→ Given passage
■ ■ ■ ■ ■

2.3. Thin-film transistors

Thin-film transistors are electronic devices in which all the active layers (semiconductor, electrodes and dielectric layer) are deposited as thin-films onto a supporting (non-active) substrate. The main role of the substrate in a TFT is to give mechanical support to the device structure and it does not interfere on the electrical characteristics of the transistor. The main use of this type of structure is as an electronic switch, having the current between two electrodes (drain and source) controlled (or modulated) by the voltage applied to a gate electrode which is separated from the drain and source electrodes by a highly insulating dielectric layer. Ideally, the current through the gate electrode (Ig) should be extremely small and could be neglected when compared to the current between the drain and source electrodes (IDS), which can vary several orders of magnitude by varying the gate voltage (Vg). The drain-source current flows in the plane of the film direction, perpendicularly to the applied gate voltage, and is also dependent on the applied drain-source voltage (VDS). Drain and source electrodes are usually formed by two long parallel metal stripes separated by a distance L known as channel length. The overlapping distance of the drain and source electrodes in the plane of the film is defined as the channel width, w.

■ ■ ■ ■ ■

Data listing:
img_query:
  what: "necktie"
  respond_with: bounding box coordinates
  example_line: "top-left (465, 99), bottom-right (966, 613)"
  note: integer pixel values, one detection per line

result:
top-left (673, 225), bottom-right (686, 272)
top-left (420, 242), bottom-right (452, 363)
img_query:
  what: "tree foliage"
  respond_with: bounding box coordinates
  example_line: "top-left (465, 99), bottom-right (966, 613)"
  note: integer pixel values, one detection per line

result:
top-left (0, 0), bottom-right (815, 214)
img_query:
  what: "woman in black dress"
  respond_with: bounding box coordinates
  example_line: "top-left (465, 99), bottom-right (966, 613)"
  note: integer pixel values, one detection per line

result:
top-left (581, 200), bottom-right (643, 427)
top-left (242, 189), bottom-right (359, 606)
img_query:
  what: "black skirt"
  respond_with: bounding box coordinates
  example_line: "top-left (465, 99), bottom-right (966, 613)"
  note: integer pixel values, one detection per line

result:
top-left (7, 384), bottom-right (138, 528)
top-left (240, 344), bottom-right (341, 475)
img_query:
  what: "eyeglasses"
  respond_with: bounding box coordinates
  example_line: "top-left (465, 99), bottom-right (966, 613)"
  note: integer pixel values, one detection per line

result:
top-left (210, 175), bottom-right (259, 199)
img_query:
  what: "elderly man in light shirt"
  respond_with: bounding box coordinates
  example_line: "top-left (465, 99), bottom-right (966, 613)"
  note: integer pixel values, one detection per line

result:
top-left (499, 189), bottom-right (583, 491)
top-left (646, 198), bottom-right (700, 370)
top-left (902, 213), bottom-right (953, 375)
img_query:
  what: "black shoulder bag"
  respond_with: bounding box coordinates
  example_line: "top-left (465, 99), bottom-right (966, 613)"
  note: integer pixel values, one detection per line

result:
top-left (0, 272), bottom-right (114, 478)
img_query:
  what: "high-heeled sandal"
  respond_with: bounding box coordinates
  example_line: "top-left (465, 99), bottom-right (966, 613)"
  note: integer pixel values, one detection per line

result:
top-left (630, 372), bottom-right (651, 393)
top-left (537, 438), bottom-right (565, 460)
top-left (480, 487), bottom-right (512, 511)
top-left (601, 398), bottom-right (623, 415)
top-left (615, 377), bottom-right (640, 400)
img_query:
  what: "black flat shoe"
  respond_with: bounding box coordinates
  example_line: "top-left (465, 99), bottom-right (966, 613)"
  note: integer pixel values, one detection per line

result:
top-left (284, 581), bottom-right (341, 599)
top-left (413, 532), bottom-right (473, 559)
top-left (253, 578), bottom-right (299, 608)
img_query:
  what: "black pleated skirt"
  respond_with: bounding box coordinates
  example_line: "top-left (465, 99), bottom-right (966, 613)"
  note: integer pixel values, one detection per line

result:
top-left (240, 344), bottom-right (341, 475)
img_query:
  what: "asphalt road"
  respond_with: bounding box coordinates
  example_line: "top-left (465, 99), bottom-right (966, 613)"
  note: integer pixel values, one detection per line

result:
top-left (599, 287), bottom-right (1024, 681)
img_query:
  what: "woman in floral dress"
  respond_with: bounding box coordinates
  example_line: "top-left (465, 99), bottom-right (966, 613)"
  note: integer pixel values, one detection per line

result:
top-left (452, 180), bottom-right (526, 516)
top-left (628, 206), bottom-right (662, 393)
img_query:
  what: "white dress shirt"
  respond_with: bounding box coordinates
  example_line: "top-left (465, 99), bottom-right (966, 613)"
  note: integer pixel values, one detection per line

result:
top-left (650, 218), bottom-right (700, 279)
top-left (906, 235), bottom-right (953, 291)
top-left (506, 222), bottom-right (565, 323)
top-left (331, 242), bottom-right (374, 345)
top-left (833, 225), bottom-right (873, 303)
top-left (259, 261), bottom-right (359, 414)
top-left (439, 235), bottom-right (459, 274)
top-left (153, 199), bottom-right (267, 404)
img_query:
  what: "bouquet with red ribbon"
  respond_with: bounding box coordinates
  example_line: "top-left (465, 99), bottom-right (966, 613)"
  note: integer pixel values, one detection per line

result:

■ ■ ■ ■ ■

→ Problems to work on
[a] In the passage on thin-film transistors, what is the name for the distance that separates the drain and source electrodes?
[b] Please copy the rows word for word, starting at the first line of the rows and going on through the line with "top-left (0, 0), bottom-right (815, 214)".

→ Results
[a] It is called the channel length, L.

[b]
img_query:
  what: "necktie"
  respond_with: bounding box coordinates
  example_line: "top-left (465, 99), bottom-right (966, 613)"
  note: integer pixel values, one detection per line

result:
top-left (673, 225), bottom-right (686, 272)
top-left (420, 242), bottom-right (452, 363)
img_query:
  what: "tree foliage"
  respond_with: bounding box coordinates
  example_line: "top-left (465, 99), bottom-right (966, 613)"
  note: integer pixel values, one detection per line

result:
top-left (0, 0), bottom-right (815, 214)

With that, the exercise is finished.